**What is needed**
For the entries that follow, set down each one exactly and drop any pictures.

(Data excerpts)

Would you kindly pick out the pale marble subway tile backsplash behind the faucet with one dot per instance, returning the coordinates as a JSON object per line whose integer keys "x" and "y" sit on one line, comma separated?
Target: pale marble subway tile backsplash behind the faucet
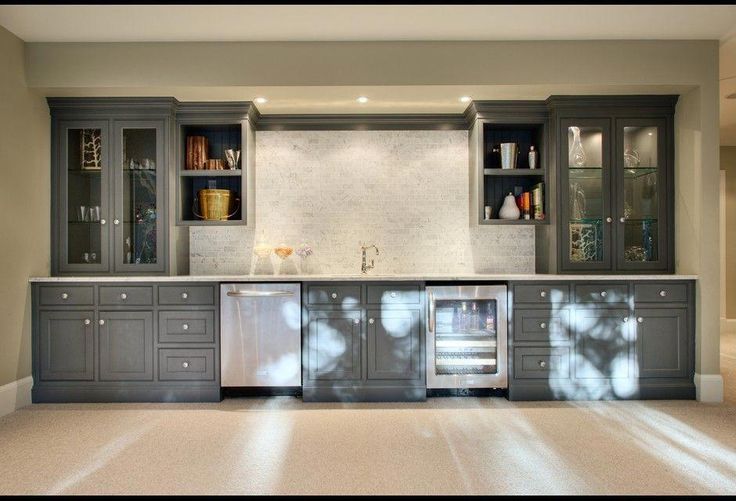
{"x": 404, "y": 191}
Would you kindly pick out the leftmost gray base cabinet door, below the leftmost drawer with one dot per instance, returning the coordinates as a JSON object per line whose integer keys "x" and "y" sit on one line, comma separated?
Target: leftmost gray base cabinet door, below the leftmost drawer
{"x": 66, "y": 345}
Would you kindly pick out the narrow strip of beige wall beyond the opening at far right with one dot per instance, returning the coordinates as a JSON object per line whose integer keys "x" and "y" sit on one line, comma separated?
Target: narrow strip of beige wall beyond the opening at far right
{"x": 728, "y": 164}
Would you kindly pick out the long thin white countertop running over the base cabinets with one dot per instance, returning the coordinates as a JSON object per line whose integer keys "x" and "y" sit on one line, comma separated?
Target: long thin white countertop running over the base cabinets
{"x": 487, "y": 277}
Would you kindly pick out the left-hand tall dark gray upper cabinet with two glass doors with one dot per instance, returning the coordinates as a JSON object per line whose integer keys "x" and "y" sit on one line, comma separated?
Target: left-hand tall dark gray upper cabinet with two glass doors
{"x": 109, "y": 180}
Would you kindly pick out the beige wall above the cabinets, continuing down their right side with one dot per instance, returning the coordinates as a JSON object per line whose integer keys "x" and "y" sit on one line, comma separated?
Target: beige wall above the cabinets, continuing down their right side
{"x": 692, "y": 65}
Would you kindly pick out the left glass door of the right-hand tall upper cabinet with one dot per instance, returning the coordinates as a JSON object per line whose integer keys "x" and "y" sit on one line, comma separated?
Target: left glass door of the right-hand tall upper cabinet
{"x": 586, "y": 182}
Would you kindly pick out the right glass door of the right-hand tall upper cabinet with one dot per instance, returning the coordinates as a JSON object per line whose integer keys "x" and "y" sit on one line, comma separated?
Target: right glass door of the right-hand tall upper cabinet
{"x": 640, "y": 211}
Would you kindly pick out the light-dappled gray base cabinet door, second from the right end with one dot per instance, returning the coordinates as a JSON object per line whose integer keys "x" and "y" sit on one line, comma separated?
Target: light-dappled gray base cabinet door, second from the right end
{"x": 603, "y": 344}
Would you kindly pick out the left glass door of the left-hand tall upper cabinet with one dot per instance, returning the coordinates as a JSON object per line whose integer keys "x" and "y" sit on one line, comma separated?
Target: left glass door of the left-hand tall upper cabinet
{"x": 84, "y": 234}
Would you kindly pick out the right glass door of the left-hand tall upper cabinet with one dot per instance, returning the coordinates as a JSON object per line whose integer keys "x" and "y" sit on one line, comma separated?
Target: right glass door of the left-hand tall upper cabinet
{"x": 139, "y": 164}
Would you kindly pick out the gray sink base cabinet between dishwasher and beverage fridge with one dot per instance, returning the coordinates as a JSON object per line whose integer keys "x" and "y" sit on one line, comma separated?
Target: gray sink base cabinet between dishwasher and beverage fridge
{"x": 365, "y": 344}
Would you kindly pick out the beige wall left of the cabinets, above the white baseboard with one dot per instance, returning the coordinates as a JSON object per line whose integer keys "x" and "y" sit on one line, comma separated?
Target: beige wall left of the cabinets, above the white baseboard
{"x": 24, "y": 206}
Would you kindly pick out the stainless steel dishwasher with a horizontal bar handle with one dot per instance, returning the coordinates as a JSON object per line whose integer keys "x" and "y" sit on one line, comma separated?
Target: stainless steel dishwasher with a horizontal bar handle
{"x": 260, "y": 335}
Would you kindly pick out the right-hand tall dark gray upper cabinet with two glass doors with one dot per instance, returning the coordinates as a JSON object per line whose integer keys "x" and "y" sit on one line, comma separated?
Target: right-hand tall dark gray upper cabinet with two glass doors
{"x": 615, "y": 161}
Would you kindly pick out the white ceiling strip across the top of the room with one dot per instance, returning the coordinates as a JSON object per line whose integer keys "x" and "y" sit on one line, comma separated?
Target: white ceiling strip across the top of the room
{"x": 148, "y": 23}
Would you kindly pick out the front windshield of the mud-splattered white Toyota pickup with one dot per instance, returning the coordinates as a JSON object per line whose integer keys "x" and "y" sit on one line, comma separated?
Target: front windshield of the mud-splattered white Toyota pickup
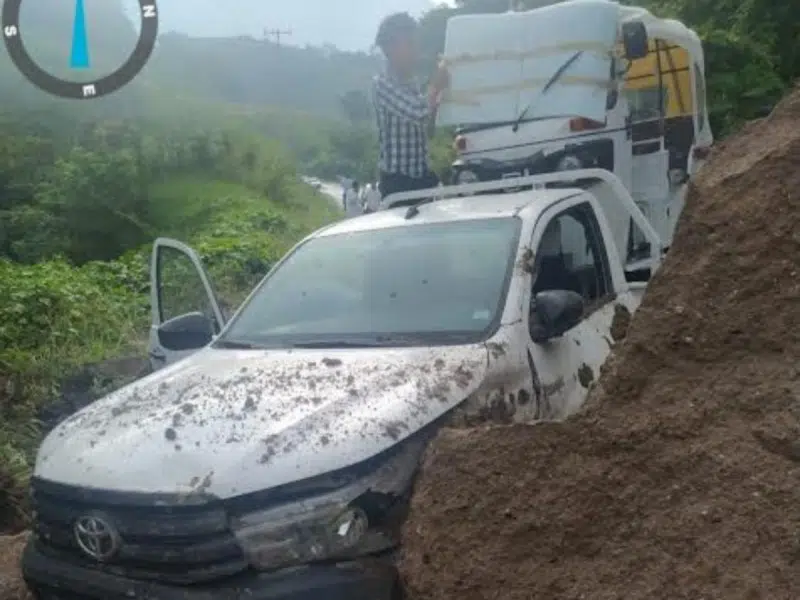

**Your solution**
Would you kindly pick out the pale marble subway tile backsplash behind the faucet with one dot per instance, returning the coordinates as a JSON object per line whose integer keys "x" and "y" sit on one line, comma separated?
Target: pale marble subway tile backsplash behind the faucet
{"x": 404, "y": 191}
Would you kindly pick out the leftmost gray base cabinet door, below the leftmost drawer with one dot per instance, returning the coordinates as a JSON object per line whose integer keys "x" and "y" sit on one line, comma separated?
Target: leftmost gray base cabinet door, below the leftmost drawer
{"x": 66, "y": 345}
Would you kindly pick out the narrow strip of beige wall beyond the opening at far right with one dot per instance, returning the coordinates as a JSON object per line whose integer keys "x" and "y" sit on one line, comma separated?
Target: narrow strip of beige wall beyond the opening at far right
{"x": 728, "y": 164}
Would you kindly pick out the long thin white countertop running over the base cabinets with one dot per instance, returning the coordinates as a JSON object per line whose integer keys "x" and "y" sit on one line, comma separated?
Target: long thin white countertop running over the base cabinets
{"x": 487, "y": 277}
Would you kindly pick out the left-hand tall dark gray upper cabinet with two glass doors with one dot per instance, returning the coordinates as a JSON object per line whose integer keys "x" and "y" sit on one line, comma separated?
Target: left-hand tall dark gray upper cabinet with two glass doors
{"x": 109, "y": 180}
Would you kindly pick out the beige wall above the cabinets, continuing down their right side with one dot per instance, returning the coordinates as a JSON object per line whose integer keys "x" and "y" sit on one line, comma separated?
Target: beige wall above the cabinets, continuing down their right side
{"x": 692, "y": 65}
Would you kindly pick out the left glass door of the right-hand tall upper cabinet with one dot per instance, returning the coordinates as a JSON object per line whose integer keys "x" and "y" sit on one line, comma separated?
Target: left glass door of the right-hand tall upper cabinet
{"x": 586, "y": 182}
Would you kindly pick out the right glass door of the right-hand tall upper cabinet with one dot per instance, returning the coordinates as a JSON object per line whose integer keys "x" and "y" sit on one line, comma separated?
Target: right glass door of the right-hand tall upper cabinet
{"x": 640, "y": 211}
Would you kindly pick out the light-dappled gray base cabinet door, second from the right end with one dot per instance, returning the coordinates as a JSON object per line whose integer keys "x" and "y" sit on one line, comma separated?
Target: light-dappled gray base cabinet door, second from the right end
{"x": 603, "y": 344}
Would you kindly pick out the left glass door of the left-hand tall upper cabinet with one dot per instance, returning the coordinates as a JSON object per line whose integer keys "x" and "y" sit on one line, comma separated?
Target: left glass door of the left-hand tall upper cabinet
{"x": 84, "y": 234}
Would you kindly pick out the right glass door of the left-hand tall upper cabinet with one dot per instance, returning the coordinates as a JSON object per line whose integer keys "x" and "y" sit on one line, comma separated?
Target: right glass door of the left-hand tall upper cabinet
{"x": 139, "y": 164}
Would you kindly pick out the gray sink base cabinet between dishwasher and beverage fridge with one dot per instance, returning the coordinates as a JSON object per line whose integer keys "x" and "y" sit on one line, comma separated?
Target: gray sink base cabinet between dishwasher and beverage fridge
{"x": 365, "y": 344}
Would you kindly pick out the beige wall left of the cabinets, above the white baseboard with one dot per instance, returning the coordinates as a JSON object per line whose integer keys "x" and "y" sit on one line, comma separated?
Target: beige wall left of the cabinets, above the white baseboard
{"x": 24, "y": 206}
Would you kindly pick out the stainless steel dishwasher with a horizontal bar handle with one dot per instance, returning the coordinates as a JSON object per line whose integer keys "x" and "y" sit on one line, comma separated?
Target: stainless steel dishwasher with a horizontal bar handle
{"x": 260, "y": 335}
Would you kindly pick out the right-hand tall dark gray upper cabinet with two glass doors with one dot per instance, returning the coordinates as a JSON object per line whose integer keys "x" and "y" sit on one line, comma separated?
Target: right-hand tall dark gray upper cabinet with two glass doors
{"x": 615, "y": 161}
Would you kindly pick out the white ceiling strip across the top of the room with one dot per instance, returning the coordinates as a JSON object per line whose integer keys "x" and "y" sit on one line, comma separated?
Target: white ceiling strip across the top of the room
{"x": 148, "y": 23}
Would you kindly pick out the front windshield of the mud-splattered white Toyota pickup with one dot per instance, returning the coordinates as a JSON object per line whose integer keys "x" and "y" sit on one line, comma separated?
Target: front windshield of the mud-splattered white Toyota pickup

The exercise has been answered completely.